- PROBLEM TO WORK ON: Filter the listing below, keeping only the lines that contain the word "flower". Matching is case-sensitive.

Photo-based point labeling data:

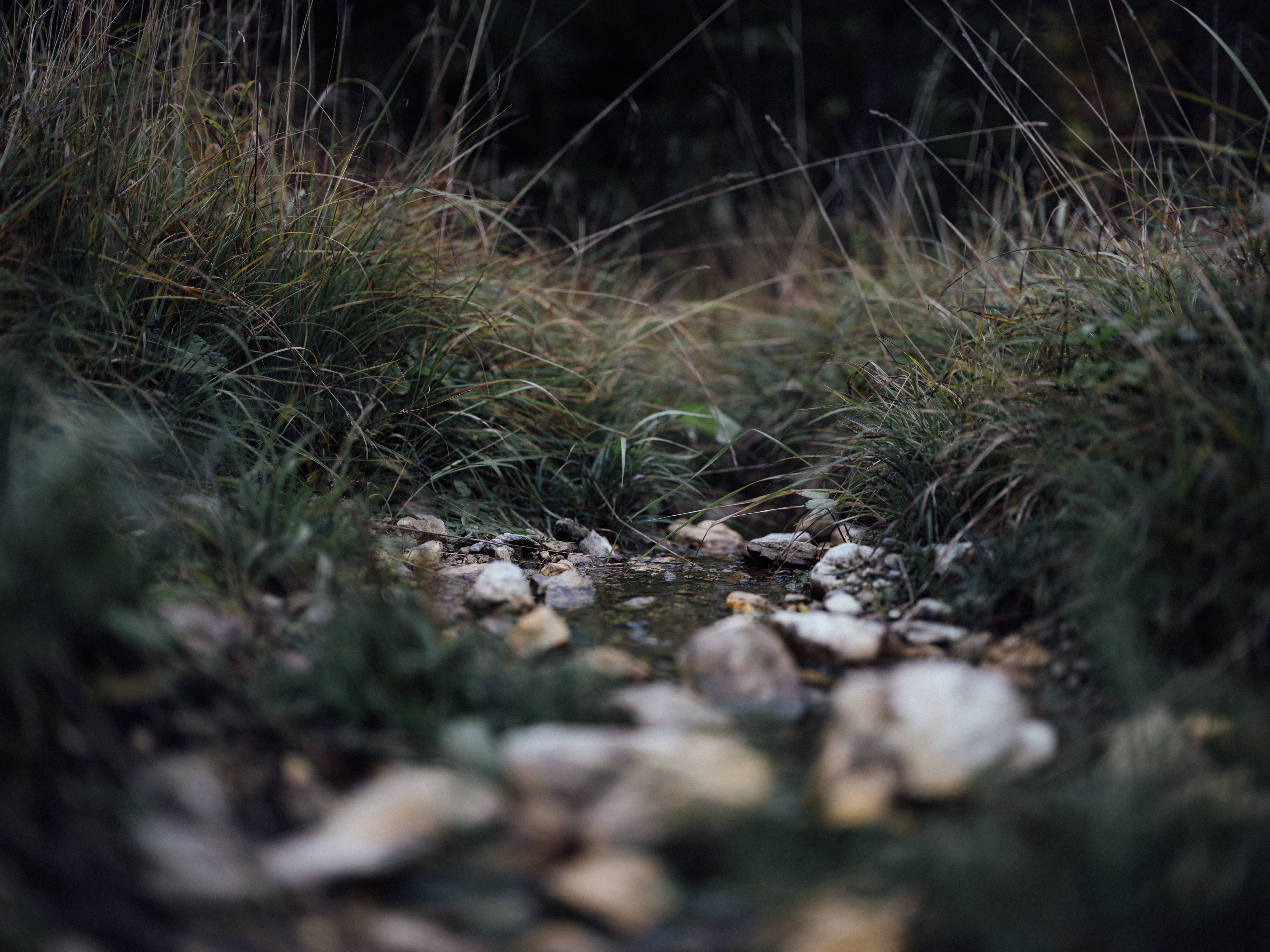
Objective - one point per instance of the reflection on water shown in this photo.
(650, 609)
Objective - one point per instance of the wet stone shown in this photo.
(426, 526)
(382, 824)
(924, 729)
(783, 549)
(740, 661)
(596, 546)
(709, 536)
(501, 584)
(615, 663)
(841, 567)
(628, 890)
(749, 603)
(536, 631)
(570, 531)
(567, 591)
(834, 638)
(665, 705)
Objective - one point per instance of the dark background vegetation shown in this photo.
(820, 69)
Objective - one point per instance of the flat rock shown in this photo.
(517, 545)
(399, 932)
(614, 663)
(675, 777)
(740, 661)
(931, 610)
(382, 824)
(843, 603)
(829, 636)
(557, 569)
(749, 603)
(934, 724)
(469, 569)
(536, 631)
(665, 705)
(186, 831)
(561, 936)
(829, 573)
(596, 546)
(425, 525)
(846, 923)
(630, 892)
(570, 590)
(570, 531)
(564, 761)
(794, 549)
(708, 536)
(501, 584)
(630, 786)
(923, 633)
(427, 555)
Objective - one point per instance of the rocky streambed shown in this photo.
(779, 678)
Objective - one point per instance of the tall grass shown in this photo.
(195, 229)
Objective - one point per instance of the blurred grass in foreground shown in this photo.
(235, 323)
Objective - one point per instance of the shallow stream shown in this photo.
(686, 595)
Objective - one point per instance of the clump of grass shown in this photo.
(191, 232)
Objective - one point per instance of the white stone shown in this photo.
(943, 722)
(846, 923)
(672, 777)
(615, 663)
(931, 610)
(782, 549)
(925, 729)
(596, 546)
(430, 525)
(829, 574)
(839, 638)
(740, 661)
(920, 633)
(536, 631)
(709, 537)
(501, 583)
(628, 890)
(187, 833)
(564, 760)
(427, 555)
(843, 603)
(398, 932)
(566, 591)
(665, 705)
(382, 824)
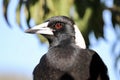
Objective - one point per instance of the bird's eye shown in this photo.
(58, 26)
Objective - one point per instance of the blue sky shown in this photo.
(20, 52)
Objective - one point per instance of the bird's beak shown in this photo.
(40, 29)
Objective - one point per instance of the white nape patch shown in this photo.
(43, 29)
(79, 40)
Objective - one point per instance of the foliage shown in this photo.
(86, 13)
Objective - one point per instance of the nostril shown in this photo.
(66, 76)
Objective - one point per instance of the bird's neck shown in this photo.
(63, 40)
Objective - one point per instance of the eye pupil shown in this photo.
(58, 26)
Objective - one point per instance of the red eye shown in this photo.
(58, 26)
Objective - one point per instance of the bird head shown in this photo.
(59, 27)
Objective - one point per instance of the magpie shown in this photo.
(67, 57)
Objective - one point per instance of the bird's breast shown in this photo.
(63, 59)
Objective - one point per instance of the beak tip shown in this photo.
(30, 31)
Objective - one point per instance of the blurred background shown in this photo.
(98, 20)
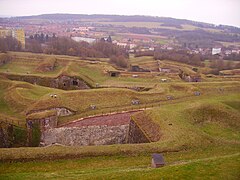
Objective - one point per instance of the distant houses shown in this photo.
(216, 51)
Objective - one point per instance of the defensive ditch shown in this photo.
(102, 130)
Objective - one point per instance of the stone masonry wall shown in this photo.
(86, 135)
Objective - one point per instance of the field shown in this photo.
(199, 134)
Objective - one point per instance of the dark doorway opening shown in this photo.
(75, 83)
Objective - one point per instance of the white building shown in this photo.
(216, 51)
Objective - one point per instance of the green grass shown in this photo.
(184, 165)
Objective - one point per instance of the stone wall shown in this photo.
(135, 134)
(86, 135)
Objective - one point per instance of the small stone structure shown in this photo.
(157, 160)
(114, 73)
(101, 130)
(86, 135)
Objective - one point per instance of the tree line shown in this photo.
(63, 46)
--
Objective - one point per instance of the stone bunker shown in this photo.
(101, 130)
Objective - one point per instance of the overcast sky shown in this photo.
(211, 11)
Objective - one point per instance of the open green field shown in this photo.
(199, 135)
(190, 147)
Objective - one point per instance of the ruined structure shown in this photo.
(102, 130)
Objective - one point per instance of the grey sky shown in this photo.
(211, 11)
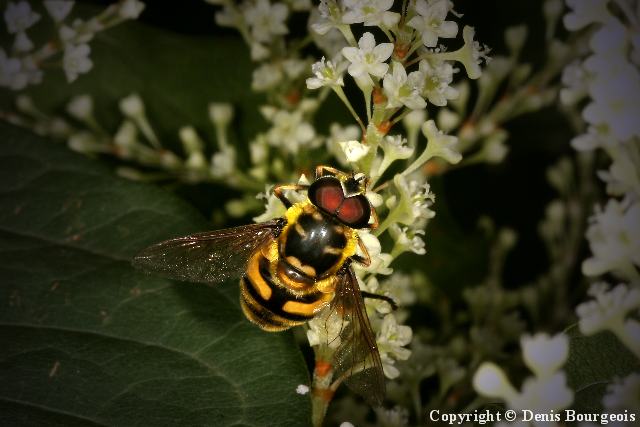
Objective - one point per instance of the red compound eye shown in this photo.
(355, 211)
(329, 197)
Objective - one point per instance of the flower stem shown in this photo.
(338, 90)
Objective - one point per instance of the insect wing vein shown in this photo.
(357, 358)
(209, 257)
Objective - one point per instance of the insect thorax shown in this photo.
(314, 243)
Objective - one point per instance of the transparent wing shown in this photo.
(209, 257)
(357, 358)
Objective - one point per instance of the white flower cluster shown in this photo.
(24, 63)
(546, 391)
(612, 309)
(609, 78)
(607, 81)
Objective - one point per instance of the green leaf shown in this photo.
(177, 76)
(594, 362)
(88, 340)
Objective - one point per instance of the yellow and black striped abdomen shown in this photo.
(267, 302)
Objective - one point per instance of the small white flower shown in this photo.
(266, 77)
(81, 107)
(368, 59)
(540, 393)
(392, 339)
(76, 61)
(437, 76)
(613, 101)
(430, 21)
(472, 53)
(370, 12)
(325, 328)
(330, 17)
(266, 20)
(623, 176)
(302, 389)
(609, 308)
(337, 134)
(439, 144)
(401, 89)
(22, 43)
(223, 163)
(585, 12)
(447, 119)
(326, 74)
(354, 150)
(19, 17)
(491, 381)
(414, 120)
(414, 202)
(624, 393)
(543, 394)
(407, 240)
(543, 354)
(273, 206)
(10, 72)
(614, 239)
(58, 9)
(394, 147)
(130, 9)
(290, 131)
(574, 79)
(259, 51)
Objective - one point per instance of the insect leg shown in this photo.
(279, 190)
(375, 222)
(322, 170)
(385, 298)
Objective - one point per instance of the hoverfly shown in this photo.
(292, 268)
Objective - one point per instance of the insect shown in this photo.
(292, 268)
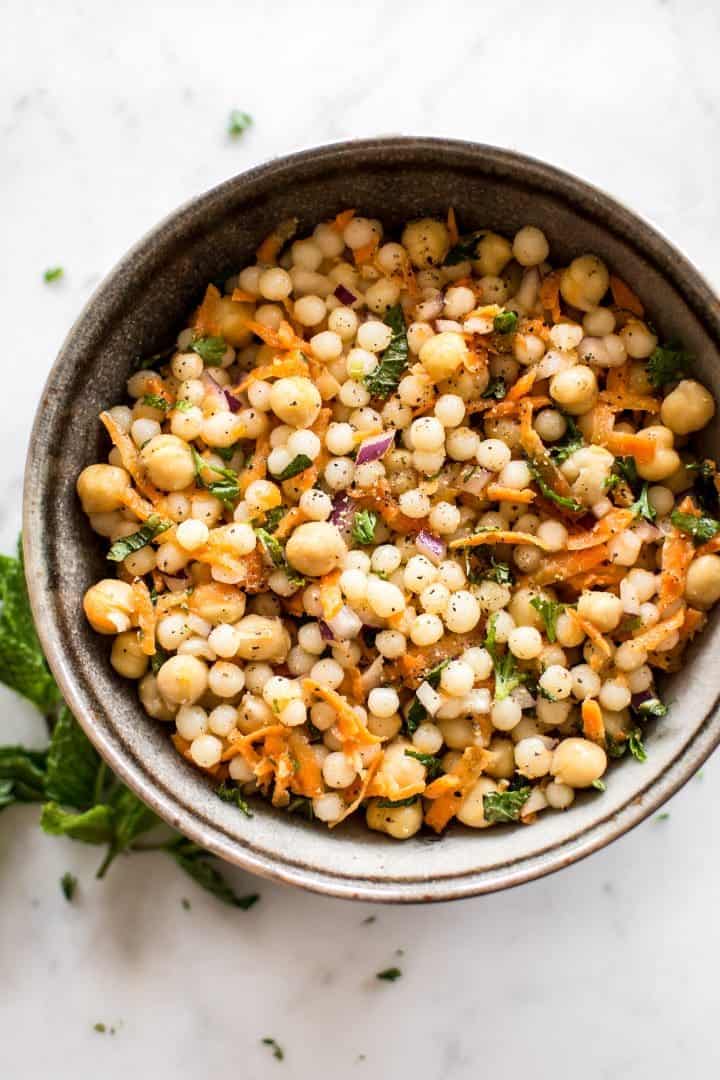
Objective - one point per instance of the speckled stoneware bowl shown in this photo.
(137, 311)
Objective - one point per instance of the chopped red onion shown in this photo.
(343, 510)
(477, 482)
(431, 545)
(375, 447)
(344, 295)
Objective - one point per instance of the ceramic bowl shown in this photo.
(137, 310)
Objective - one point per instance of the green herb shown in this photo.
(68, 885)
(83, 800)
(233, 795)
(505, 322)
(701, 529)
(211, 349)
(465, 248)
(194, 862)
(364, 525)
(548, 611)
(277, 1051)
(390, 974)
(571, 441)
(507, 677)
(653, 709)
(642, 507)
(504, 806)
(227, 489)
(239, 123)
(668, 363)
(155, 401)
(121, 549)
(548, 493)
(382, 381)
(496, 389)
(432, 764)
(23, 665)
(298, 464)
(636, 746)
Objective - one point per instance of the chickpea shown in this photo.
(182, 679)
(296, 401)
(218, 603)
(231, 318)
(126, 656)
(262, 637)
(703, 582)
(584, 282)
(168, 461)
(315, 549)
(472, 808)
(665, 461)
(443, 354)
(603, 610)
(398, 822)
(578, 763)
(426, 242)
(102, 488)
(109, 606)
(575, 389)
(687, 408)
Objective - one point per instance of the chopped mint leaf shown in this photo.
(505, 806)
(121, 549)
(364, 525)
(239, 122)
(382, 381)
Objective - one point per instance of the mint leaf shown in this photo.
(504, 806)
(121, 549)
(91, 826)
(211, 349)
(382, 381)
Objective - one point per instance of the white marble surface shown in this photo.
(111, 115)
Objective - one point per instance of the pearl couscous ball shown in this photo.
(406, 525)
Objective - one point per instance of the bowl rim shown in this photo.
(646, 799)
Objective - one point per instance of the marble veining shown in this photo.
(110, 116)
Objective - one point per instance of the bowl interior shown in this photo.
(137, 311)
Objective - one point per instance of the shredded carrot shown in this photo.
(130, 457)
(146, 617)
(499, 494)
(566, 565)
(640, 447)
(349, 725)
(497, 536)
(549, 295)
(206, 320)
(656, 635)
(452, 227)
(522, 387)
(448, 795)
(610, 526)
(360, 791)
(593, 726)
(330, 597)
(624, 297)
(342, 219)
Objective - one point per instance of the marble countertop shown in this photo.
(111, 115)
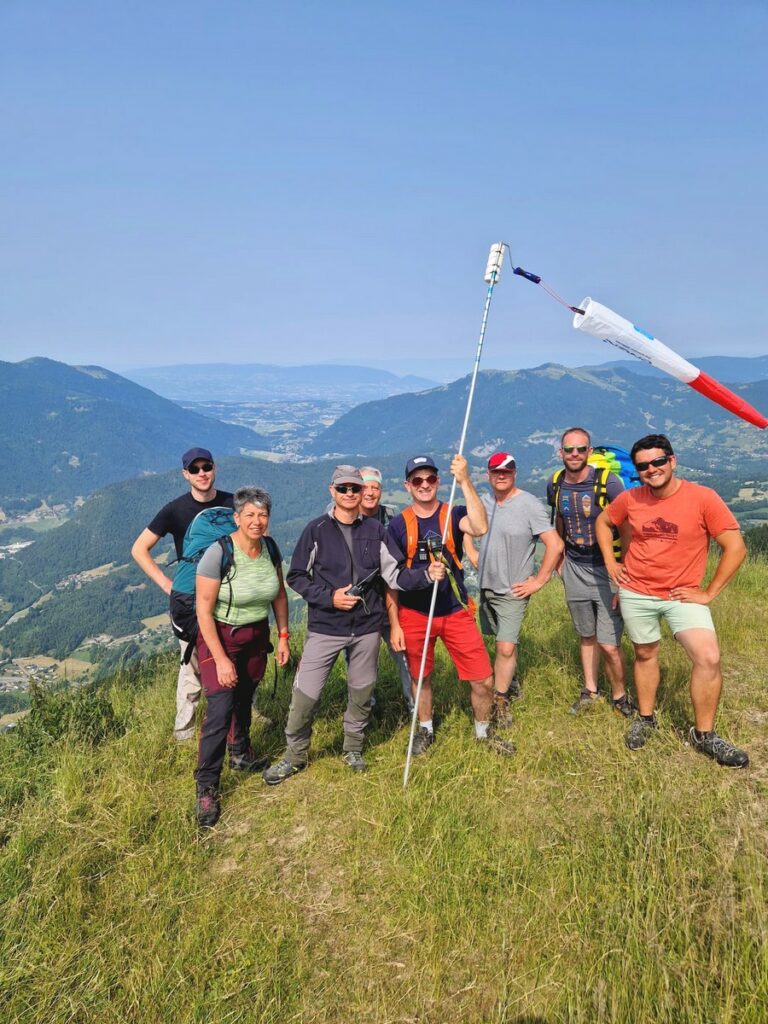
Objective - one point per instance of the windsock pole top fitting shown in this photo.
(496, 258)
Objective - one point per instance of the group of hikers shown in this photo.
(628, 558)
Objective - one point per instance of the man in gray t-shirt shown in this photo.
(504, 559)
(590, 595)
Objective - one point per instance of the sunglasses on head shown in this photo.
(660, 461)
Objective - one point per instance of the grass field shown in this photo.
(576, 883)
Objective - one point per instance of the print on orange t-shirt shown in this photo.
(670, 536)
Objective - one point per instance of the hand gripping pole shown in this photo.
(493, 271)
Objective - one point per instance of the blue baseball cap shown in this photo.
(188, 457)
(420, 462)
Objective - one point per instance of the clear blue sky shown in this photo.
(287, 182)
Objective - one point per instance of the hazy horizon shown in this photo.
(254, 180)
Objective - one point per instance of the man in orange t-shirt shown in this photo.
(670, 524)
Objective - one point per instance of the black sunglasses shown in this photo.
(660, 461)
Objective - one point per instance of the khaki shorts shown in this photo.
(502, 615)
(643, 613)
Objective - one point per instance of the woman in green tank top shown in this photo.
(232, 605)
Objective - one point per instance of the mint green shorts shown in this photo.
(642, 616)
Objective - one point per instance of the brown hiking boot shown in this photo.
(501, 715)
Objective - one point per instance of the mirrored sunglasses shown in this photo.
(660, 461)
---
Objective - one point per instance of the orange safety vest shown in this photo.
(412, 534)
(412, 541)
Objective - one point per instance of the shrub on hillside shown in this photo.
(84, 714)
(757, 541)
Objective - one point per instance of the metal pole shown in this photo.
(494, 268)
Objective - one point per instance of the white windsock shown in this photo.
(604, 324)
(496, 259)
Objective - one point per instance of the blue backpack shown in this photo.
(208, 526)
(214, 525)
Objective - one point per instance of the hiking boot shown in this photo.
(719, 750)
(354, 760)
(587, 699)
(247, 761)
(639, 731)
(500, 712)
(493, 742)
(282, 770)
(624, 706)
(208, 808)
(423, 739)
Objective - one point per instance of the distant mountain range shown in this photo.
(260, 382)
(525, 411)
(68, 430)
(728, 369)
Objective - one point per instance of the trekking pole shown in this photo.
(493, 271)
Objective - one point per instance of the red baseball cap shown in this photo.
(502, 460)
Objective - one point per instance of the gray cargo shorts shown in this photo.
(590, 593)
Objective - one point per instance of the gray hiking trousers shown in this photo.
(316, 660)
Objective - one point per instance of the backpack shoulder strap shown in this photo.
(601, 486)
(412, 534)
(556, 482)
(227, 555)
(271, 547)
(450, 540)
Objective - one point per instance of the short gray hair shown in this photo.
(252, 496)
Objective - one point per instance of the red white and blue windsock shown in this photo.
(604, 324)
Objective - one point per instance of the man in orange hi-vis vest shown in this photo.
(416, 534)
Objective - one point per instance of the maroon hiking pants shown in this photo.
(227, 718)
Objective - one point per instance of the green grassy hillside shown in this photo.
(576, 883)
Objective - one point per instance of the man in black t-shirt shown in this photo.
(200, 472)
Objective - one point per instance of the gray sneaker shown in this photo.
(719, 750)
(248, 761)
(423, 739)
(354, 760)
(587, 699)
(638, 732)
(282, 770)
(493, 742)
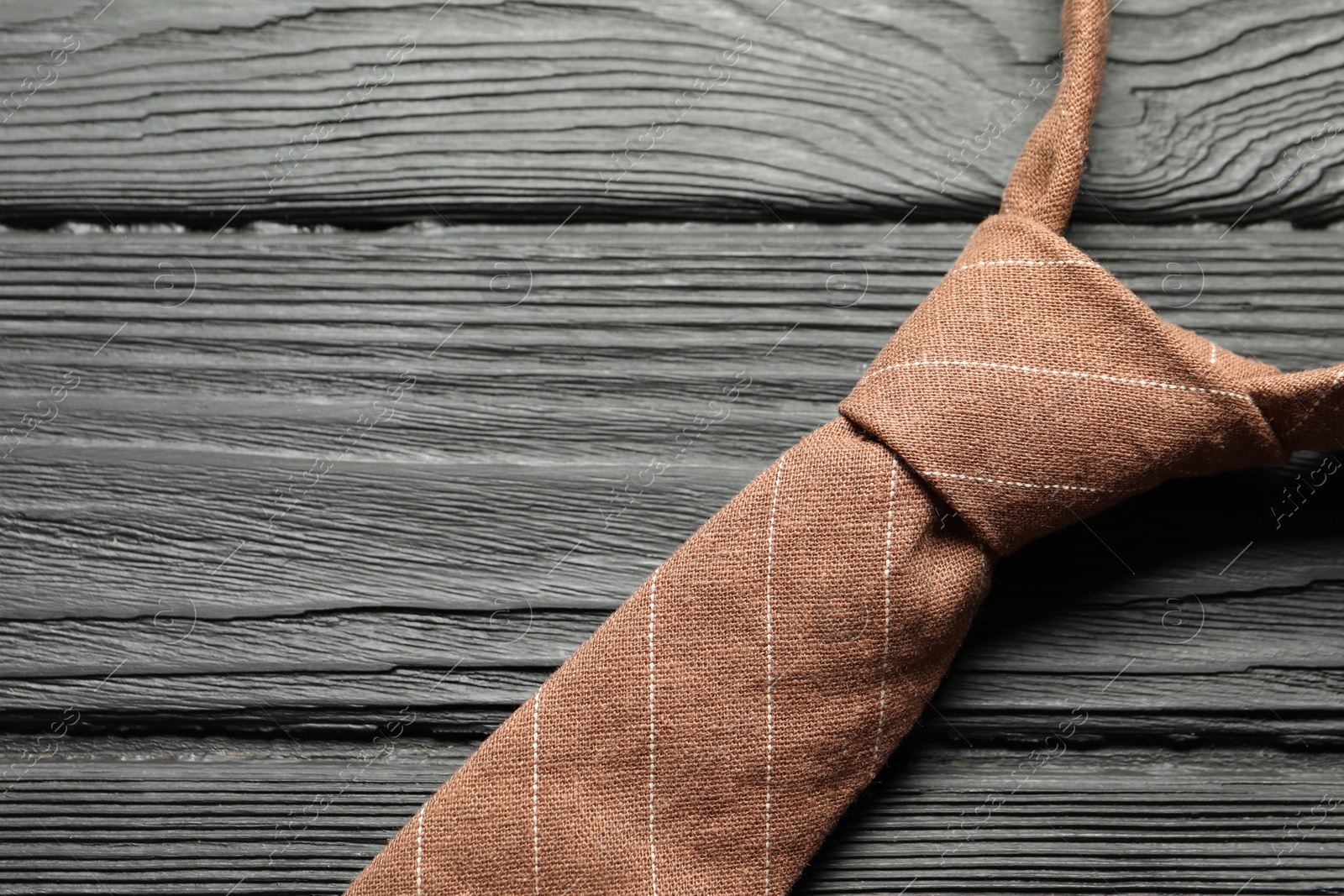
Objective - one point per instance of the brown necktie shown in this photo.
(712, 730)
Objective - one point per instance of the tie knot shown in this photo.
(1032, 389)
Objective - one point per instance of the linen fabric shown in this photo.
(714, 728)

- RESULT FOR THIS TASK:
Objective - one point per instance of the flower stem shown in this photo.
Objective - one point per instance of the white flower cluster shown in this photo.
Objective - one point per instance of the small white flower shown in this photo.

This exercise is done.